Brano scelto
Ma ecco che questo dinosauro che si ciba di questi homines sacri avvoltolati nelle fasce è tempo che muoia, e che non dia più il cattivo esempio all’ospedale civile, e per accompagnarlo a morire noi del Forum Salute Mentale, noi di Stop OPG, noi tecnici democratici, noi di Slegalo subito, siamo andati lì, nel paese dell’ultimo manicomio, a parlare di lui, a parlare di loro, delle loro pratiche. Io ci sono andato per raccontare il perché ho scritto certi libri che ho chiamato riluttanti, e mi sono fatto sostenere in questo racconto dal cantante degli orrori, dalla voce e dal corpo che muove il Teatro degli orrori, quel genio partigiano di Pierpaolo Capovilla, che a un certo punto si è trasformato (ne è stato proprio posseduto, direi, l’ho visto, e lo posso giurare) in Antonin Artaud (colui che scriveva di questa eterna lotta tra l’uomo forsennato e gli altri uomini), e poi c’era con noi Giovanni Rossi, il genius loci, lo psichiatra che in quei territori ha sempre combattuto le fasce, ha aperto i reparti, ha inventato la radio di chi sente le voci, ebbene, è stato proprio lui a svelare, a un certo punto, il segreto di Pulcinella che il manicomio giudiziario che non intende morire preservava gelosamente.

Dati di puntamento per espressioni referenziali:

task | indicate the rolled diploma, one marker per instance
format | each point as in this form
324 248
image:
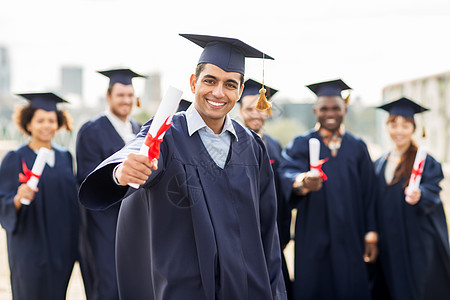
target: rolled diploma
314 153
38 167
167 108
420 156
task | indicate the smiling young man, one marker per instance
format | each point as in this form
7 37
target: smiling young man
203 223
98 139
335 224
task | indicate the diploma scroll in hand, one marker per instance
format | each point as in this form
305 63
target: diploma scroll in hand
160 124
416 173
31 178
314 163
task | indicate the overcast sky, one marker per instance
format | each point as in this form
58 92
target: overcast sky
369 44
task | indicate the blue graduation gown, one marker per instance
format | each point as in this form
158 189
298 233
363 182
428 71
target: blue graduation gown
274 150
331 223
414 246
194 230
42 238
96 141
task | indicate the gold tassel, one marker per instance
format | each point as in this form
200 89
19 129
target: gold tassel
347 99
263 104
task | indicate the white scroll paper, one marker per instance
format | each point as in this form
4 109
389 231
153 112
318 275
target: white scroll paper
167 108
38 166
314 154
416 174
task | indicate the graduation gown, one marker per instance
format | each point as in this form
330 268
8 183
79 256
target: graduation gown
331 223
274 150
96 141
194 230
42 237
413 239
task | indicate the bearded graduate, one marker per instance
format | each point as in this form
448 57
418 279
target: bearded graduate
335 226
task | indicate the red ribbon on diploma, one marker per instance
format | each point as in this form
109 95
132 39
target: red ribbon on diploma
...
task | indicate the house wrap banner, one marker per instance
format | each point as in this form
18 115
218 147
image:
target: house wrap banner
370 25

Compito
Trascrivi per intero il brano sull'ultimo manicomio giudiziario, senza cambiare nulla.

Risposta
Ma ecco che questo dinosauro che si ciba di questi homines sacri avvoltolati nelle fasce è tempo che muoia, e che non dia più il cattivo esempio all’ospedale civile, e per accompagnarlo a morire noi del Forum Salute Mentale, noi di Stop OPG, noi tecnici democratici, noi di Slegalo subito, siamo andati lì, nel paese dell’ultimo manicomio, a parlare di lui, a parlare di loro, delle loro pratiche. Io ci sono andato per raccontare il perché ho scritto certi libri che ho chiamato riluttanti, e mi sono fatto sostenere in questo racconto dal cantante degli orrori, dalla voce e dal corpo che muove il Teatro degli orrori, quel genio partigiano di Pierpaolo Capovilla, che a un certo punto si è trasformato (ne è stato proprio posseduto, direi, l’ho visto, e lo posso giurare) in Antonin Artaud (colui che scriveva di questa eterna lotta tra l’uomo forsennato e gli altri uomini), e poi c’era con noi Giovanni Rossi, il genius loci, lo psichiatra che in quei territori ha sempre combattuto le fasce, ha aperto i reparti, ha inventato la radio di chi sente le voci, ebbene, è stato proprio lui a svelare, a un certo punto, il segreto di Pulcinella che il manicomio giudiziario che non intende morire preservava gelosamente.